• Aim a
In the restaurant review, where did the hostess click to submit the order?

• Text to read

No, not jewelry, but an Indian restaurant with rave reviews from just about everyone who lent a recommendation. I almost always prefer to soak up the local cuisine rather than dip into familiar territory, but, they made it seem difficult to pass up.
This unassuming little restaurant was tucked away in one of the least traversed bylanes of the city, in my opinion. Yet inside, it felt like the whole city had converged upon this one spot.
The Less Leads To More
What struck me, besides the long waiting list, crowed quarters and beautiful traditional décor, was the use of touchscreens to browse and place orders. This freed up service staff’s time to attend to more pressing matters, made checkout far simpler and splashed a bit of modern across the room.
However, there was one big problem and I walked right into it. Upon selecting and/or customizing a preferred dish, there were no visual cues to view the final or submit one. My colleague seemed equally confused. “Perhaps cultural constraints were at play”, we thought. But, this had to be the most peculiar case we had come across.
The wireframe below illustrates what we were presented with. The two ‘X’ marks indicate where we expected some sort of actionable clickthrough to submit an order. I’d imagine many others would to, but, I’d leave that to the research team.
We did manage to secure help from the hostess who nonchalantly clicked the “Order” title at the top as if it was the obvious choice. Fortunately, we weren’t alone. We noticed the same predicament at every other table in the room. It was quite obviously an error leading to poor user-experience.
The illustration below shows where the hostess clicked to submit our order. The title didn’t appear to be clickable in any conceivable way.
In addition, mysteriously absent was an order tab to verify the collective order at the table. I’ve highlighted an ‘X’ in the menu bar where I would most likely expect to find such a feature. It could have displayed a highlight to denote the number of items in the cart. Perhaps, to let me know my order was being accounted for. Something to avoid errors, even embarrassment.
Submitting an order is one of the primary reasons for such a technology to exist. Surely, someone walked the user’s path at some point before delivering the final project. If this was an off-the-shelf product, imagine the extent of this oversight.
Did the designer forget to add the appropriate signifiers? Did the development team not construct the right storyboard? Did the product manager forget to add the user story or build a use case? Did they neglect usability testing altogether? Where was the system feedback, guides or demos? Was it a very tight budget or a short turnaround time?
From any angle, there is no excuse for overlooking research and testing. A quick guide/demo always helps even when tasks appear simple and conventional. One must always account for accessibility and other constraints when building a product. It’s important to construct for inclusion wherever possible, no matter what scale you are working on.
It’s clear that an appropriate signifier was missing, a natural expectation in this case. Also, most customers view/verify the order and bill amount before proceeding with their order. This makes even more sense when there are additional members at the table. Again, an obvious use case.
In this particular instance, the idea and intention behind this technology-induced service were good, Sadly, execution failed to deliver on the promise.
Over the years, my interests in software products, mobile applications and user-experience have grown exponentially and I find myself drawn to projects of these sorts.

• Records for processing
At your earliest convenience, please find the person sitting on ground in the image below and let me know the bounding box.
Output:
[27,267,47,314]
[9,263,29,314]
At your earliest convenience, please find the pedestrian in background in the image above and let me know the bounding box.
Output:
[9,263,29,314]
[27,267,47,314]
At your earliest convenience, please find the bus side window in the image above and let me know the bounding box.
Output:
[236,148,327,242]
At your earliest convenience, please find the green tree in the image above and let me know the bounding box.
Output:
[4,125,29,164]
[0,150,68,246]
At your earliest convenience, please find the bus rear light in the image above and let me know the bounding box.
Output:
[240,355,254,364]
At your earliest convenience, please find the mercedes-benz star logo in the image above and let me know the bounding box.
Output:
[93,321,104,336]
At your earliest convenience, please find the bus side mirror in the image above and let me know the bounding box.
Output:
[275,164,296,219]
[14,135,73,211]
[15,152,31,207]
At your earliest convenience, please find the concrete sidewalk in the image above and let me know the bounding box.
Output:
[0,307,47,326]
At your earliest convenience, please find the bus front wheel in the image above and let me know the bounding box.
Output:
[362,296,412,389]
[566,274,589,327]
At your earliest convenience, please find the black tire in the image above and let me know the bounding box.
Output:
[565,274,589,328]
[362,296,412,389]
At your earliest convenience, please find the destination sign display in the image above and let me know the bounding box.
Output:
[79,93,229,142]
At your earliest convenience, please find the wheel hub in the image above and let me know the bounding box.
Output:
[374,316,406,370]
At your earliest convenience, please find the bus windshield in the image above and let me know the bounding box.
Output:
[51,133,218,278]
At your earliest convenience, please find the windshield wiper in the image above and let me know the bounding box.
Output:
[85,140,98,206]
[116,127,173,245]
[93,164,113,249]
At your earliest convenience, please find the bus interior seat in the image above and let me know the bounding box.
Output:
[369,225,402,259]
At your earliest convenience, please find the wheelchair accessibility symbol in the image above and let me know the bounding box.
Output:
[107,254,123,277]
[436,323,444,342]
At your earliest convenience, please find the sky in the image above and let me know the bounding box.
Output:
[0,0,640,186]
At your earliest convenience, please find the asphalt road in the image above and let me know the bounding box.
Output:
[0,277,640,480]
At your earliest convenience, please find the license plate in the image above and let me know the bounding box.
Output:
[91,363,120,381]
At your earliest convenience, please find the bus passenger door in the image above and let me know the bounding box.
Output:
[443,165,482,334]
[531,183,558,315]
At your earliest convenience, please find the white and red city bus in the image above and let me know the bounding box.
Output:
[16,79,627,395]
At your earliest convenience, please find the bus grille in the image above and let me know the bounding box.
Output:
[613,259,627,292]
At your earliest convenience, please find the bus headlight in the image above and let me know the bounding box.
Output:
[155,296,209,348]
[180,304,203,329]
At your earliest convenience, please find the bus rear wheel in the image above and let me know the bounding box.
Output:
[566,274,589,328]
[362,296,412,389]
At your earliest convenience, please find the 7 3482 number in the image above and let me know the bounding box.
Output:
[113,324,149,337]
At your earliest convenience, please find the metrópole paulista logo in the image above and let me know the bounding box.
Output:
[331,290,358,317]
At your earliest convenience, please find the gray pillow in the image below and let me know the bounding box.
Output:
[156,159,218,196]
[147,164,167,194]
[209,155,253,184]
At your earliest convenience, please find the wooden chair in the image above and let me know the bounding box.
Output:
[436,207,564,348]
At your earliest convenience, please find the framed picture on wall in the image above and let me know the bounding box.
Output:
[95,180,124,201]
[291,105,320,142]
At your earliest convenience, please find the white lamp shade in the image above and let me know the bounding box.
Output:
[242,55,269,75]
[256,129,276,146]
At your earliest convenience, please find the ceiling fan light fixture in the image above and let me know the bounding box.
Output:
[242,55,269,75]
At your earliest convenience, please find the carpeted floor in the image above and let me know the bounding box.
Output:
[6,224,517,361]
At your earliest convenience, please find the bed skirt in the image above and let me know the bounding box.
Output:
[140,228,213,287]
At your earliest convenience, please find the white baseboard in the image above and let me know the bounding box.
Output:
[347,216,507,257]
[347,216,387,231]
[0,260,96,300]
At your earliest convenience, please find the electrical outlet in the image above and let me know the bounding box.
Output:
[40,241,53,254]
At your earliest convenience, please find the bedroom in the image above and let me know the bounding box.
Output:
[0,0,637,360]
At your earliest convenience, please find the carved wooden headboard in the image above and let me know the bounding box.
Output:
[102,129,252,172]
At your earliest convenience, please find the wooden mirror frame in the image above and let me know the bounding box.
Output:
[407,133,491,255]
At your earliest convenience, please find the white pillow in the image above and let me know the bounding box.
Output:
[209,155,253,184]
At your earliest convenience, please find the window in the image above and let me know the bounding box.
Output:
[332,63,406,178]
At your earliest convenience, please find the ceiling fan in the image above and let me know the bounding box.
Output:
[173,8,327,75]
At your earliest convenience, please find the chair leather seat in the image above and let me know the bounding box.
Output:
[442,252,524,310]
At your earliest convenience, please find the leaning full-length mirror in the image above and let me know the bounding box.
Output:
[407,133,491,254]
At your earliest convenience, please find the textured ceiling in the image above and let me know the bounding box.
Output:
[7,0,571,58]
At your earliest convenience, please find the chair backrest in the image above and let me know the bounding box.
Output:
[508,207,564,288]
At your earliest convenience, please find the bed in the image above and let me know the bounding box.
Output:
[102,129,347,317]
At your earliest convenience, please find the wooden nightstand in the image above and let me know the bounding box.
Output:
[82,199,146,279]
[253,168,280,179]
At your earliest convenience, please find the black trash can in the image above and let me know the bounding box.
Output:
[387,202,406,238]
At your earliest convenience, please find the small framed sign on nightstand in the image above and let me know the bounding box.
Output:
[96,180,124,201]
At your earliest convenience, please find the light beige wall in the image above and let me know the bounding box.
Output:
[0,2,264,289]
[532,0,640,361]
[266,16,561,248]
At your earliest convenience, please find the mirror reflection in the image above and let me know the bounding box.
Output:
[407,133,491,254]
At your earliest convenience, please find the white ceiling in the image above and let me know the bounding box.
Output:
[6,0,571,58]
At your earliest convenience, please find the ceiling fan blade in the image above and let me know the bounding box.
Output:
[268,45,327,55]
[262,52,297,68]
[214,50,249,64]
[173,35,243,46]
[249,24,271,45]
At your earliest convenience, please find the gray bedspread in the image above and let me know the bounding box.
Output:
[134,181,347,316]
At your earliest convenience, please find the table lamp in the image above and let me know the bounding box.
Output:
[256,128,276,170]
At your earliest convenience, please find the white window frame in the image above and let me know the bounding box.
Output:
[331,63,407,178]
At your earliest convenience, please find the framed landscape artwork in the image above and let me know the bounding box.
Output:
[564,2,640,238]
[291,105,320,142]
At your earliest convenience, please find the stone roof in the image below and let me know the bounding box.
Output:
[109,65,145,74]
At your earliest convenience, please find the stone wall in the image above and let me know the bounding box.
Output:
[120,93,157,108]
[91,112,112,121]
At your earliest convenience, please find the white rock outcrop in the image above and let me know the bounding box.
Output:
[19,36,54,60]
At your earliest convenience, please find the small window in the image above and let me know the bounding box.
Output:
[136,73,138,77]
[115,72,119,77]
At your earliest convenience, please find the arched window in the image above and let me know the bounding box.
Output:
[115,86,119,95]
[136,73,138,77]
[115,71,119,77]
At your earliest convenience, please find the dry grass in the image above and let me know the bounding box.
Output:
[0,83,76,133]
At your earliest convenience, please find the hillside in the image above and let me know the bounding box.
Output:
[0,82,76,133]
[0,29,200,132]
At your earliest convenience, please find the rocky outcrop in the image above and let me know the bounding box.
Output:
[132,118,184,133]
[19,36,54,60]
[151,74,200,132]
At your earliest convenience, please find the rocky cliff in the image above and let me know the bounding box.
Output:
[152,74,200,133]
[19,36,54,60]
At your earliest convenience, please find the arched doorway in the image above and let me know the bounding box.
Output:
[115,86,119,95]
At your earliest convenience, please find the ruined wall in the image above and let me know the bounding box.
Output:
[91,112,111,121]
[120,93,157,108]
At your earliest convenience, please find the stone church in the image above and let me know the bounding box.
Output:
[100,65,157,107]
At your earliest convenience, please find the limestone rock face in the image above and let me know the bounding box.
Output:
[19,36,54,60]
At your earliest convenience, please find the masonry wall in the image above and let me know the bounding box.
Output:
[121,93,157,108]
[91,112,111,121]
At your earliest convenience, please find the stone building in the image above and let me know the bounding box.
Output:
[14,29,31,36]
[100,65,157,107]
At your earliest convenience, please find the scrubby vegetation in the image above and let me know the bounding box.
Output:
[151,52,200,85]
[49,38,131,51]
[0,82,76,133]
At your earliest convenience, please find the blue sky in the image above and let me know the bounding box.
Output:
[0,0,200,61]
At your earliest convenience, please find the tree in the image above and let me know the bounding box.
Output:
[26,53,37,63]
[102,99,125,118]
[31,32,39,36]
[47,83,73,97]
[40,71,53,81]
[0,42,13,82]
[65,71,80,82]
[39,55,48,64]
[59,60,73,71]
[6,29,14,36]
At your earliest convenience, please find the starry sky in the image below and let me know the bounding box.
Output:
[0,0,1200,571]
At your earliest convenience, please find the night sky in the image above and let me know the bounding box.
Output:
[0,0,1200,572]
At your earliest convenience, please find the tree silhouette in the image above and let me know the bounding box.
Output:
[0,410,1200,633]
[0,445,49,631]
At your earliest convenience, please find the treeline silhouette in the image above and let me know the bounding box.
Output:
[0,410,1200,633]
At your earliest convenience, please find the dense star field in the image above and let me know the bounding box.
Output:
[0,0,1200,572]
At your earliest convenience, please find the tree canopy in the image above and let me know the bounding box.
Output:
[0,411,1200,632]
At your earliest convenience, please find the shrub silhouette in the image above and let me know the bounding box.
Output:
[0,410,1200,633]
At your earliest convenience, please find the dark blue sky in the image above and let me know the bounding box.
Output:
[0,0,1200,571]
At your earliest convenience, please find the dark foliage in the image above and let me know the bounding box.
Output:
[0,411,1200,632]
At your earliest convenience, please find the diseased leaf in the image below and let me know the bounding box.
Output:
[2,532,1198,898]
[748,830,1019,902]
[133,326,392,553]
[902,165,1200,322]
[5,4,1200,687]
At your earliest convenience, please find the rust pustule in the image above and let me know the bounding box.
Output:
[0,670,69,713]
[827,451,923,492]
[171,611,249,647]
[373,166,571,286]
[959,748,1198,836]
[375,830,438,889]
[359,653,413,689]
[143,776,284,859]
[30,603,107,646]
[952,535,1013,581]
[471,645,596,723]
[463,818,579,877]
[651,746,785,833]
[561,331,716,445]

• Aim b
In the entries, swap "trash can" for "wastebasket" in the part that opens with the line containing "At your earliest convenience, please find the white baseboard" and closes with the line containing "[387,202,406,238]". Leave everything else unchanged, and give back only that part.

• Worked solution a
She clicked the "Order" title at the top of the screen.

• Worked solution b
At your earliest convenience, please find the white baseboard in the image above and let me know the bounding box.
Output:
[347,216,507,257]
[347,216,387,231]
[0,260,96,300]
At your earliest convenience, please find the electrical outlet in the image above and let me know the bounding box.
Output:
[40,241,53,254]
At your earliest convenience, please find the bedroom in the image above and let me know the bounding box.
Output:
[0,0,637,360]
At your earliest convenience, please find the carved wooden headboard in the image above and let me know the bounding box.
Output:
[102,129,252,172]
At your earliest convenience, please find the wooden mirror frame in the image above and let me know the bounding box.
Output:
[407,133,491,255]
At your earliest convenience, please find the white pillow in the image above and let me know the bounding box.
Output:
[209,155,253,184]
At your earliest convenience, please find the window in the image above and let me know the bounding box.
Output:
[332,63,406,178]
At your earliest convenience, please find the ceiling fan in the image above and let me know the bounding box.
Output:
[173,8,327,75]
At your earliest convenience, please find the chair leather seat in the image above and let me know the bounding box.
Output:
[442,252,524,310]
At your earliest convenience, please find the leaning full-length mirror in the image above and let me know the bounding box.
Output:
[407,133,491,254]
At your earliest convenience, please find the textured ceiling in the image above and let me know the bounding box.
Output:
[7,0,571,58]
At your earliest convenience, please find the chair backrest in the image above and let me know the bounding box.
Output:
[508,207,564,288]
At your earliest convenience, please find the bed in the image above and let me know the bounding box.
Output:
[102,129,347,317]
At your earliest convenience, please find the wooden nightstand in the image above and let me know the bounding box.
Output:
[82,199,146,279]
[253,168,280,179]
At your earliest convenience, please find the black wastebasket in the image above and let me know the bounding box.
Output:
[387,202,406,238]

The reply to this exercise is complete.